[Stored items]

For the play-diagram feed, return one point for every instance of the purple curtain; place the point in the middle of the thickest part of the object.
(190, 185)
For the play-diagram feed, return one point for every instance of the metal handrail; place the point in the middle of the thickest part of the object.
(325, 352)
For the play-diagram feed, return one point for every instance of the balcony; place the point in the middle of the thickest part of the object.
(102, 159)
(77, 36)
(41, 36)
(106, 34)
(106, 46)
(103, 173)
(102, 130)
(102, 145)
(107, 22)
* * *
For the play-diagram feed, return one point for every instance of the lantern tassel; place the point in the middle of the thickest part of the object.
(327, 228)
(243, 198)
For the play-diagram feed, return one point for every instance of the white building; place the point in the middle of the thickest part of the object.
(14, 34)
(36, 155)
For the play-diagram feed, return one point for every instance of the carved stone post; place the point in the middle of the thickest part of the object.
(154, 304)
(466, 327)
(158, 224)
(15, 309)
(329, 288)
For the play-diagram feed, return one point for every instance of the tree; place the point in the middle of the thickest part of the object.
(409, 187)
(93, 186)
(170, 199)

> **REQUEST**
List every line of the records above that contains the word "purple". Case counts.

> **SOLUTION TO THIS EXERCISE**
For the play-diagram feed, return one point for every instance of the purple curtain; place the point in the middle of the thickest part of the object.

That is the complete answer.